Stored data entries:
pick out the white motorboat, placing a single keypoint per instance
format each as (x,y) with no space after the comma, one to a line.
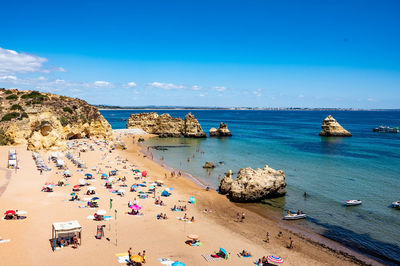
(294,216)
(353,202)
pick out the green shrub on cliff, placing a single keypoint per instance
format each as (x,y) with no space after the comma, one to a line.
(16,107)
(12,97)
(10,116)
(67,109)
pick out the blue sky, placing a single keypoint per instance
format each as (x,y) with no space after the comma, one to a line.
(206,53)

PROBLEM STATEMENT:
List every line in the records above that contains the word "single".

EXERCISE OUTPUT:
pick out the white motorboat, placing a single keypoint per instance
pick out the green shrub on cliff, placing a single keypoint per instance
pick out the blue sky, placing a single keypoint per instance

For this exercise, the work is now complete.